> [Goal of the exercise] Leave out the pictures and copy every record exactly.
-- Records for the task follows --
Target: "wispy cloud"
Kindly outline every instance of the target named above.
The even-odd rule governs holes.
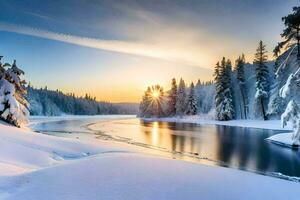
[[[30,15],[30,16],[33,16],[33,17],[40,18],[40,19],[53,20],[53,18],[51,18],[49,16],[38,14],[38,13],[35,13],[35,12],[24,11],[23,13],[25,13],[26,15]]]
[[[201,66],[201,63],[199,62],[200,58],[184,53],[181,50],[170,50],[168,48],[161,47],[158,44],[80,37],[7,23],[0,23],[0,31],[14,32],[18,34],[56,40],[95,49],[146,56],[173,62],[181,62],[186,65]]]

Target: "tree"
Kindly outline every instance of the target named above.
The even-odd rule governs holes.
[[[176,115],[176,101],[177,101],[177,83],[176,79],[172,79],[171,90],[169,92],[168,100],[168,114],[173,116]]]
[[[187,99],[187,110],[186,110],[187,115],[196,115],[197,114],[197,101],[196,101],[196,96],[195,96],[195,88],[194,88],[194,83],[191,83],[190,86],[190,93]]]
[[[140,103],[141,117],[161,117],[165,114],[164,90],[160,85],[148,87]]]
[[[274,55],[277,57],[285,46],[297,44],[297,57],[300,59],[300,7],[293,7],[293,12],[282,18],[285,29],[281,37],[285,40],[278,43],[274,49]]]
[[[244,118],[247,119],[247,113],[248,113],[248,98],[246,96],[247,94],[247,88],[246,88],[246,79],[245,79],[245,56],[242,54],[242,56],[239,56],[239,58],[236,60],[236,72],[237,72],[237,80],[242,96],[242,102],[243,102],[243,113]]]
[[[223,58],[225,60],[225,58]],[[224,61],[222,61],[224,63]],[[231,120],[234,118],[234,106],[233,106],[233,89],[232,89],[232,83],[231,83],[231,77],[232,77],[232,65],[231,61],[228,59],[225,64],[225,71],[223,74],[223,85],[224,88],[224,119],[225,120]]]
[[[142,101],[140,103],[140,113],[141,117],[149,117],[151,115],[151,88],[147,87],[147,90],[144,93]]]
[[[282,127],[285,127],[288,121],[293,124],[292,140],[294,144],[300,144],[300,108],[294,100],[288,103],[285,112],[281,115]]]
[[[300,68],[290,74],[286,83],[279,90],[279,96],[283,99],[289,99],[289,103],[285,112],[281,115],[282,126],[285,126],[288,121],[293,124],[294,143],[300,144],[300,108],[299,103],[300,92]],[[298,101],[298,103],[296,102]]]
[[[29,116],[29,104],[24,97],[26,82],[21,80],[24,72],[17,67],[16,60],[7,70],[2,64],[0,68],[0,119],[20,127],[27,123]]]
[[[221,65],[218,62],[215,67],[216,118],[222,121],[234,118],[231,75],[231,62],[230,60],[226,62],[226,59],[223,57]]]
[[[1,60],[2,60],[3,56],[0,56],[0,79],[5,75],[5,67],[10,67],[11,65],[9,63],[4,63],[2,64]]]
[[[268,56],[266,55],[266,46],[262,41],[259,42],[258,48],[254,56],[253,63],[256,66],[256,83],[255,83],[255,99],[258,105],[258,110],[261,112],[264,120],[267,120],[266,115],[266,104],[269,95],[269,76],[268,67],[266,62],[268,61]]]
[[[202,84],[201,84],[201,80],[198,79],[197,83],[196,83],[196,87],[200,87]]]
[[[176,101],[176,115],[182,116],[186,109],[186,89],[184,80],[181,78],[179,81],[177,101]]]
[[[215,66],[214,81],[216,85],[216,95],[215,95],[216,118],[220,120],[221,119],[220,113],[222,111],[221,103],[224,99],[224,94],[223,94],[223,85],[221,79],[221,66],[219,62],[217,62]]]
[[[164,116],[164,89],[160,85],[153,85],[151,87],[150,105],[152,115],[155,117]]]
-- Records for the task concluded --
> [Output below]
Target: "wispy cloud"
Kindly outline every instance of the target named above.
The even-odd rule governs holes.
[[[30,15],[30,16],[33,16],[33,17],[40,18],[40,19],[53,20],[53,18],[51,18],[49,16],[38,14],[38,13],[35,13],[35,12],[24,11],[23,13],[25,13],[26,15]]]
[[[201,66],[201,63],[199,62],[200,58],[184,53],[181,50],[170,50],[168,48],[161,47],[158,44],[80,37],[7,23],[0,23],[0,31],[14,32],[18,34],[56,40],[95,49],[146,56],[173,62],[181,62],[186,65]]]

Target: "tree"
Kindly outline every instance of the target named above.
The even-odd rule governs holes.
[[[176,115],[176,101],[177,101],[177,83],[176,79],[172,79],[171,90],[169,92],[168,100],[168,114],[173,116]]]
[[[187,99],[187,110],[186,110],[187,115],[196,115],[197,114],[197,101],[196,101],[196,96],[195,96],[195,88],[194,88],[194,83],[191,83],[190,86],[190,93]]]
[[[140,103],[141,117],[161,117],[165,114],[164,90],[160,85],[148,87]]]
[[[274,55],[277,57],[285,46],[297,44],[297,57],[300,59],[300,7],[293,7],[293,12],[282,18],[285,29],[281,37],[285,40],[278,43],[274,49]]]
[[[244,118],[247,119],[247,113],[248,113],[248,98],[246,96],[247,94],[247,88],[246,88],[246,79],[245,79],[245,56],[242,54],[242,56],[239,56],[239,58],[236,60],[236,72],[237,72],[237,80],[242,96],[242,102],[243,102],[243,113]]]
[[[223,58],[225,60],[225,58]],[[224,61],[222,61],[224,63]],[[231,120],[234,118],[234,106],[233,106],[233,89],[232,89],[232,83],[231,83],[231,77],[232,77],[232,65],[231,61],[228,59],[225,64],[225,71],[223,74],[223,85],[224,88],[224,119],[225,120]]]
[[[142,101],[140,103],[140,113],[141,117],[149,117],[151,115],[151,88],[147,87],[147,90],[144,93]]]
[[[282,127],[285,127],[288,121],[293,124],[292,140],[294,144],[300,144],[300,108],[294,100],[288,103],[285,112],[281,115]]]
[[[300,68],[290,74],[286,83],[279,90],[279,96],[283,99],[289,99],[289,103],[285,112],[281,115],[282,126],[285,126],[288,121],[293,124],[294,143],[300,144],[300,108],[299,103],[300,92]],[[298,101],[298,103],[296,102]]]
[[[29,116],[29,104],[24,97],[26,82],[21,80],[24,72],[17,67],[16,60],[7,70],[2,64],[0,68],[0,119],[20,127],[27,123]]]
[[[221,65],[218,62],[215,67],[216,118],[222,121],[234,118],[231,75],[231,62],[230,60],[226,62],[226,59],[223,57]]]
[[[1,60],[2,60],[3,56],[0,56],[0,79],[5,75],[5,67],[10,67],[11,65],[9,63],[4,63],[2,64]]]
[[[268,56],[266,55],[266,46],[262,41],[259,42],[258,48],[254,56],[253,63],[256,66],[256,83],[255,83],[255,99],[258,105],[258,110],[261,112],[264,120],[267,120],[266,115],[266,104],[269,95],[269,76],[268,67],[266,62],[268,61]]]
[[[202,84],[201,84],[201,80],[198,79],[197,83],[196,83],[196,87],[200,87]]]
[[[176,101],[176,115],[182,116],[186,109],[186,89],[184,80],[181,78],[179,81],[177,101]]]
[[[215,66],[214,81],[216,85],[216,95],[215,95],[216,118],[220,120],[221,119],[220,113],[222,111],[221,103],[224,99],[224,94],[223,94],[223,85],[221,79],[221,66],[219,62],[217,62]]]
[[[164,116],[164,89],[160,85],[153,85],[151,87],[150,105],[152,115],[155,117]]]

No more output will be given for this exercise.